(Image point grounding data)
————
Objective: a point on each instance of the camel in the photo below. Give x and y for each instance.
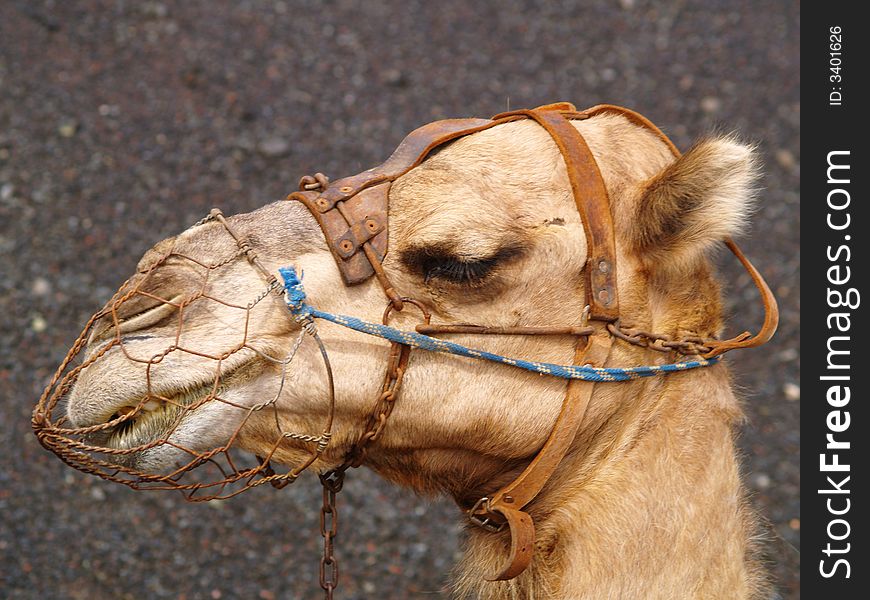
(648, 501)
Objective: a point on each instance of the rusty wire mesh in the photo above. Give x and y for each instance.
(216, 473)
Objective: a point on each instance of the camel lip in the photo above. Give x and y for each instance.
(124, 415)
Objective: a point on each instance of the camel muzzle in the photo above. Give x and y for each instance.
(120, 436)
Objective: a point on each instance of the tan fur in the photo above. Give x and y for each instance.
(648, 503)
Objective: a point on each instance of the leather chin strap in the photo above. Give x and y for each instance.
(353, 214)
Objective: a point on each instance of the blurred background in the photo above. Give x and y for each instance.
(123, 122)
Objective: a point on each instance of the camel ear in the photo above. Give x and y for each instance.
(703, 197)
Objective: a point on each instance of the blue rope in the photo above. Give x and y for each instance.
(295, 298)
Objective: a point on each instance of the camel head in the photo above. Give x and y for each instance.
(194, 352)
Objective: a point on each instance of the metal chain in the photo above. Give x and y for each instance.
(316, 182)
(689, 345)
(332, 482)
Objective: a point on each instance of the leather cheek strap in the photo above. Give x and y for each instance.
(771, 311)
(509, 500)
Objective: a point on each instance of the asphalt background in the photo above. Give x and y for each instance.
(123, 122)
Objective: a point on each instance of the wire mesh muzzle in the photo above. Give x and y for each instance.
(219, 472)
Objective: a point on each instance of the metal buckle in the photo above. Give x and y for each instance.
(485, 522)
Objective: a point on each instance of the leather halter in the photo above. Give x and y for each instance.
(353, 214)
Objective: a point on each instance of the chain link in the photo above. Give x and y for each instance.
(689, 345)
(332, 482)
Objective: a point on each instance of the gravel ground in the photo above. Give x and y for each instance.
(122, 122)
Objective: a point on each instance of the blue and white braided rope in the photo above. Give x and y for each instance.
(295, 298)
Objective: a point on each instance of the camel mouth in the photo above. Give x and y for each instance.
(139, 424)
(153, 418)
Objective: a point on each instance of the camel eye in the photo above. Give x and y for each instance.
(457, 270)
(468, 271)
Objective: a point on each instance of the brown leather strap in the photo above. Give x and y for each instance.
(353, 215)
(593, 204)
(504, 504)
(353, 211)
(771, 311)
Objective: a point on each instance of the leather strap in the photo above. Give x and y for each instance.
(509, 500)
(353, 211)
(593, 204)
(771, 311)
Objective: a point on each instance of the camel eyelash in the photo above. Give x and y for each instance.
(460, 270)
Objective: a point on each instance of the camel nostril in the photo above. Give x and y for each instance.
(107, 328)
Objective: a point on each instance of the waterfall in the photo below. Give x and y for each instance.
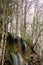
(20, 60)
(14, 59)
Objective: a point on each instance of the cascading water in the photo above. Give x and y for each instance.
(14, 59)
(20, 60)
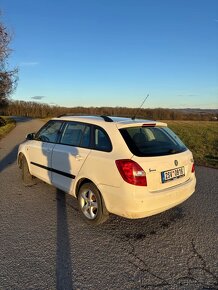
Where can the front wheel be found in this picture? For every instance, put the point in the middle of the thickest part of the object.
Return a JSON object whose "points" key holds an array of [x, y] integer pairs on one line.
{"points": [[91, 204]]}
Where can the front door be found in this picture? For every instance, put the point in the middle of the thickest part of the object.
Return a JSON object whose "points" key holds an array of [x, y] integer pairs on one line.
{"points": [[70, 154], [40, 150]]}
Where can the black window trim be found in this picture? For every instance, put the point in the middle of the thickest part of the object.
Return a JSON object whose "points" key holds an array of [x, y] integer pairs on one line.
{"points": [[93, 127]]}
————
What you need to do
Exact copy, pictures omitted: every line from the one holding "Objective: a point on each instance of the leather strap" through the last line of the data above, and nothing else.

Written response
Objective: a point on each instance of the leather strap in the photo above. Give x and y for each instance.
(509, 500)
(353, 211)
(593, 204)
(771, 311)
Objective: a point on each instance of the camel eyelash in the photo above. Give x and y for each instance.
(460, 270)
Objective: a point on each instance of the camel nostril in the photo above. Give x and y for each instance.
(107, 328)
Objective: a point on each instance of the waterfall in the photo below. Give x and y for each instance.
(20, 60)
(14, 59)
Objective: a point on each instance of the cascading water in the photo above. Give x and y for each instance.
(14, 59)
(20, 60)
Where can the front wheel be found in this picture? For every instance, put the point in the middle of the thickest part of the object.
Return a JSON object whose "points" key holds an array of [x, y] integer pairs on one line.
{"points": [[91, 204]]}
Where can the front door be found in this picture? For every instance, put the point in the middle of the thickest part of the object.
Return a JSON object whose "points" key holds an array of [x, y] integer pairs on one line.
{"points": [[70, 154], [40, 150]]}
Where can the black window trim be found in this picture? For every instance, put the point in the middle of the thickest part of the object.
Return a JSON object whose "points" key holds an array of [x, y] integer pairs on one line.
{"points": [[93, 127]]}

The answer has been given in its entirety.